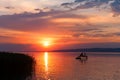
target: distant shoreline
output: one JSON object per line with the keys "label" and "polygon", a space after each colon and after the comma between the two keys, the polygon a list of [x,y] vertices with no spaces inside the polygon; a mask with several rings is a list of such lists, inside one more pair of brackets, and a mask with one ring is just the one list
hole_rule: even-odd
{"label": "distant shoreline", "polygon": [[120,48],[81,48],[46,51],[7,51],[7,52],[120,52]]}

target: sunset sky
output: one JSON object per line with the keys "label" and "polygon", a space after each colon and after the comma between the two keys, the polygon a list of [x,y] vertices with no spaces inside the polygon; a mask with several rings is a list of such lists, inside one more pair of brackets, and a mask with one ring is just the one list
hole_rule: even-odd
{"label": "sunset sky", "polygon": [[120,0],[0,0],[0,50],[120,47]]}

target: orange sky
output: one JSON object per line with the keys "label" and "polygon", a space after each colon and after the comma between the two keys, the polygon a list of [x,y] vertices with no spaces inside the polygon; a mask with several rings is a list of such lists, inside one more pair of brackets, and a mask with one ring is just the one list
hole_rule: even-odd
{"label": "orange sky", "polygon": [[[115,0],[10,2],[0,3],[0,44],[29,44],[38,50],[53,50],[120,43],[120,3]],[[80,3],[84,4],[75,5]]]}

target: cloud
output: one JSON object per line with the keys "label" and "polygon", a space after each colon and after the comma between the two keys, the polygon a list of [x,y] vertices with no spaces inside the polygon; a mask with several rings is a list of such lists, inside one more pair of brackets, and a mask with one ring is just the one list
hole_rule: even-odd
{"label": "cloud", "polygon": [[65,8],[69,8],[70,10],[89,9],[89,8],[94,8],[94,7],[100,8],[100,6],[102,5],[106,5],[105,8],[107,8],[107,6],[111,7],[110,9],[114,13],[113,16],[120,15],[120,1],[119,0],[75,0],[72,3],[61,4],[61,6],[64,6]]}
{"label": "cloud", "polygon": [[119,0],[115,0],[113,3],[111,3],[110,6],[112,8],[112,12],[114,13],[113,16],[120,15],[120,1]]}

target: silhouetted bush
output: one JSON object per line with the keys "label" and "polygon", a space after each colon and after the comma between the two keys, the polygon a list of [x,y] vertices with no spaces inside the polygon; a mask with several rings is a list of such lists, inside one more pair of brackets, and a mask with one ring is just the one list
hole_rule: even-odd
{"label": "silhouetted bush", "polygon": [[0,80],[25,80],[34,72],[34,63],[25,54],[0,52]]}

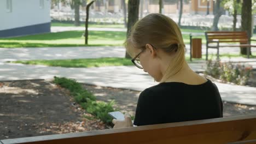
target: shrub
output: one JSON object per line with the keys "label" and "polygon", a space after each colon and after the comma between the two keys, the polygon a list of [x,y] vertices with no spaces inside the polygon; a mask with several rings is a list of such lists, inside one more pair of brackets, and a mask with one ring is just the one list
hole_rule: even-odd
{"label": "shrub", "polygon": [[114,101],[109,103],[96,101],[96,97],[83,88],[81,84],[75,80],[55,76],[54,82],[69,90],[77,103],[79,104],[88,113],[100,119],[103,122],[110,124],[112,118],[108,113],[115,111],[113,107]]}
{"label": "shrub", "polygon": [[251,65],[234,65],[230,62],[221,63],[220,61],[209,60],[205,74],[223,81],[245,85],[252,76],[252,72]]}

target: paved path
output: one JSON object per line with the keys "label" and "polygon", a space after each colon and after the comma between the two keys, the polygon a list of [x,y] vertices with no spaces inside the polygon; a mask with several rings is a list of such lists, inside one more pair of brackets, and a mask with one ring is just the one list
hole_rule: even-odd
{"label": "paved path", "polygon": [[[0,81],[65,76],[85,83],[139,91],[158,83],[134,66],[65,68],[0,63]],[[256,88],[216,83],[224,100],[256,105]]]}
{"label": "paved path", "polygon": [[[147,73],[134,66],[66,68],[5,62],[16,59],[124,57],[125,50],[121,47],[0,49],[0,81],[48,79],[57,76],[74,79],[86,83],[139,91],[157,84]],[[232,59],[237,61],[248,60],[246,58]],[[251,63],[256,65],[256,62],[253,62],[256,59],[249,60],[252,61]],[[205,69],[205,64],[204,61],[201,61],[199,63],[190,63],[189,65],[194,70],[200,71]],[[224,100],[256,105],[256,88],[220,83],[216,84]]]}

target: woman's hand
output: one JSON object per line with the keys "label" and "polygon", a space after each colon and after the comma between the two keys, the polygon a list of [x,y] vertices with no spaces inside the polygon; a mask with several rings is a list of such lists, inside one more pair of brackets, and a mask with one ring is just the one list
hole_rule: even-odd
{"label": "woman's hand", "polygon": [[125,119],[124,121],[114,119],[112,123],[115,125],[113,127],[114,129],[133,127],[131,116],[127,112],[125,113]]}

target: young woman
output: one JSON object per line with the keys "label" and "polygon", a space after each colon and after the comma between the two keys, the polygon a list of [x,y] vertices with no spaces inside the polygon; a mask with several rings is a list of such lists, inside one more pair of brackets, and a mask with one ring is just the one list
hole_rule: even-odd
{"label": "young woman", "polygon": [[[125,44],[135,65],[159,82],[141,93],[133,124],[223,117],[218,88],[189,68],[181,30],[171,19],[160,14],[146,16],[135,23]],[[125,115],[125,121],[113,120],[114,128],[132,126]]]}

——

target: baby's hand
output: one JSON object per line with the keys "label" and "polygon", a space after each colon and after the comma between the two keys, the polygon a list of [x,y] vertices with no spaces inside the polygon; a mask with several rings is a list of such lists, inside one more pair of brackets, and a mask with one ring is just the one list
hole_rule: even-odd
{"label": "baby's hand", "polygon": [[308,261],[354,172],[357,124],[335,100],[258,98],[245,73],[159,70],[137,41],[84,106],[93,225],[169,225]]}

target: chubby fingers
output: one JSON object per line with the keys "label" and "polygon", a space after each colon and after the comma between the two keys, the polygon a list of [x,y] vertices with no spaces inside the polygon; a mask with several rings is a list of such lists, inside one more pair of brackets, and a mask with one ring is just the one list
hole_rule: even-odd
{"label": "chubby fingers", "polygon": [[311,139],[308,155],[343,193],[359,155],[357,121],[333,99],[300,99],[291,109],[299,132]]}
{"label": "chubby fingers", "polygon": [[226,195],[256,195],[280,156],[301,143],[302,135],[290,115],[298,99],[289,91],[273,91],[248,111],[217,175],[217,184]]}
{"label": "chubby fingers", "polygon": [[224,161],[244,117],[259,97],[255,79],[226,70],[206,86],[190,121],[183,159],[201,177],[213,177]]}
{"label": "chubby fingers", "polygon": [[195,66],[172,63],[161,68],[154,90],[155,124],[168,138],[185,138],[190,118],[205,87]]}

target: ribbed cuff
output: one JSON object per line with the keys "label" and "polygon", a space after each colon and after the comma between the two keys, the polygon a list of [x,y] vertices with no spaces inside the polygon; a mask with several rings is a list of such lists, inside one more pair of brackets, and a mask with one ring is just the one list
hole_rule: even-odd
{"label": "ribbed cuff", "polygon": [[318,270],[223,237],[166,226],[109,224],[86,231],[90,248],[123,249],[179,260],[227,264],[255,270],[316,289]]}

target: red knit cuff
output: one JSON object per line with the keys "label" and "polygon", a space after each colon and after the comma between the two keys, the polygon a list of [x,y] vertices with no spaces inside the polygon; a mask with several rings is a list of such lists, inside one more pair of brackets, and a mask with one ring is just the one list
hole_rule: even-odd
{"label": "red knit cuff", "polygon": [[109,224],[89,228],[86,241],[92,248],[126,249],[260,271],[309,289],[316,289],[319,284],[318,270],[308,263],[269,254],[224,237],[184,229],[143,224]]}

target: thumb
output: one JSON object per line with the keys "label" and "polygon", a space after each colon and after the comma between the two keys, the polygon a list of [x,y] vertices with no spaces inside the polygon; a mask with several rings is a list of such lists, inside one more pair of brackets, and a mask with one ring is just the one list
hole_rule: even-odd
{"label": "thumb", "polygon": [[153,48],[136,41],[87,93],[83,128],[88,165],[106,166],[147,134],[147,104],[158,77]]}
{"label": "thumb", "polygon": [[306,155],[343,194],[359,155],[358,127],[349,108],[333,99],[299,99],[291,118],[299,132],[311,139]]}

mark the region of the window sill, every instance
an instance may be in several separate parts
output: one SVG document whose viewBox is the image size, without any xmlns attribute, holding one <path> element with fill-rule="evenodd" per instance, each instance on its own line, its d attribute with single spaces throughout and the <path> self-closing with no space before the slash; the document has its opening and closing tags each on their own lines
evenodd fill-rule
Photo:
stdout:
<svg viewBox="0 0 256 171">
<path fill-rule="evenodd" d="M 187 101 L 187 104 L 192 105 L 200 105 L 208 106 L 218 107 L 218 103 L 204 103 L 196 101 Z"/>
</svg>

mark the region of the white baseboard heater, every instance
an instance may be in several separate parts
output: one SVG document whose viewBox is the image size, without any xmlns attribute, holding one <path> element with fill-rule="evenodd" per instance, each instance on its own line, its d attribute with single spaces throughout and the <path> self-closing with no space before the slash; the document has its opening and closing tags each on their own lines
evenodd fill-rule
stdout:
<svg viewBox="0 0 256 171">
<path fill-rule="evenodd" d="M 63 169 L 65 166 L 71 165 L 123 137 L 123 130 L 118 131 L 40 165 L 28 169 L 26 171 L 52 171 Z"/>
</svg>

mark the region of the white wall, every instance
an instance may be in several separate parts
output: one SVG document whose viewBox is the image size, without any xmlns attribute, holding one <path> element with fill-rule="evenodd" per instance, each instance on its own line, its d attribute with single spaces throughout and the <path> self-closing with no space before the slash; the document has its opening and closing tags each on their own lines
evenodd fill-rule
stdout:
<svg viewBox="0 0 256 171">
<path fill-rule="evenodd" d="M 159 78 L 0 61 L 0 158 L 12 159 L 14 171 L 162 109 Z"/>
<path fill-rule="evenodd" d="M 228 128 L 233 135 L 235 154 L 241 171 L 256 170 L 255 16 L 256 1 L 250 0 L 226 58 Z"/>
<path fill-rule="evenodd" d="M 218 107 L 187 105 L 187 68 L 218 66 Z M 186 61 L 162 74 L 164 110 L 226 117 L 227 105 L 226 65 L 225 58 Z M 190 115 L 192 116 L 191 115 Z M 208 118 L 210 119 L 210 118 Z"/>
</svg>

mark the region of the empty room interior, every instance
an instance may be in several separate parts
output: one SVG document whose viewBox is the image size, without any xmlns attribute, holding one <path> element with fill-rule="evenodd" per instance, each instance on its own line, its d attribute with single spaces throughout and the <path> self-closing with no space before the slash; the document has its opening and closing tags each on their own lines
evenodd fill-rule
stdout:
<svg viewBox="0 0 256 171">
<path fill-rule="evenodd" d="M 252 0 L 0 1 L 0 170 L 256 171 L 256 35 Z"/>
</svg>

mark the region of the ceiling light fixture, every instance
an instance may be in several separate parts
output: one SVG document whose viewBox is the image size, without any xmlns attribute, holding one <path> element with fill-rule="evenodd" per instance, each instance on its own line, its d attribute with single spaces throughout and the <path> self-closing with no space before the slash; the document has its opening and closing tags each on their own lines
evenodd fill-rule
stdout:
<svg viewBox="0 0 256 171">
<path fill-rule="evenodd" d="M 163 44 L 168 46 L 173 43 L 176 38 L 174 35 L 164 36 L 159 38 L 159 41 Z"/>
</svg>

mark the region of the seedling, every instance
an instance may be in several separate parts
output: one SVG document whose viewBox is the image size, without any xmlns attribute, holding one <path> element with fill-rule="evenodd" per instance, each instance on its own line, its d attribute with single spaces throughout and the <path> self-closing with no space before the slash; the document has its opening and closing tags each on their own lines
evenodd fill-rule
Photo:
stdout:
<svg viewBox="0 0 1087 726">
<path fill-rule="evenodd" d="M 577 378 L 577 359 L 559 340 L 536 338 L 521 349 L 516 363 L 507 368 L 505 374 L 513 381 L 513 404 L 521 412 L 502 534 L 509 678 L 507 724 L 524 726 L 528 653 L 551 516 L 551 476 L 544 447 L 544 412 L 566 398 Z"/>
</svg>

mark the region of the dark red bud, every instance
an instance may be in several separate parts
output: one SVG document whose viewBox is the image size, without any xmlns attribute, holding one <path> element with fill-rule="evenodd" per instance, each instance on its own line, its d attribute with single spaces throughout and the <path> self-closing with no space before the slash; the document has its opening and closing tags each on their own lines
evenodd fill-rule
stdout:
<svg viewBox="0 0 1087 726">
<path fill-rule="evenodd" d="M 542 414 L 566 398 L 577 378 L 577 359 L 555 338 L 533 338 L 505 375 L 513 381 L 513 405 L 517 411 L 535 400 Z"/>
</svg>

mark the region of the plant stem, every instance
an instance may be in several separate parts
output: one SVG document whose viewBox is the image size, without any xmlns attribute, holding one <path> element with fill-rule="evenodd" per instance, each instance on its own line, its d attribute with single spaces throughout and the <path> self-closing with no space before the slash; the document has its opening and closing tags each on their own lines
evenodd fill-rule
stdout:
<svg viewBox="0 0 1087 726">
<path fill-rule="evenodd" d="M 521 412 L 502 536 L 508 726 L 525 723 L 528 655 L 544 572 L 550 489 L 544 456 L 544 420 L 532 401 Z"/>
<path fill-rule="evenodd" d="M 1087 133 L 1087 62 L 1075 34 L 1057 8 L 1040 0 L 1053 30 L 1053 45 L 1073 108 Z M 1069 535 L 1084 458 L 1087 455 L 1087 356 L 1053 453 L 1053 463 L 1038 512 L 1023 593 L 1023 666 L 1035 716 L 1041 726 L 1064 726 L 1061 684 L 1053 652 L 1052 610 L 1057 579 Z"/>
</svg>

——

-- Goal --
How many lines in the records above contain the string "hand"? Case counts. Reply with the number only.

-- Output for this task --
4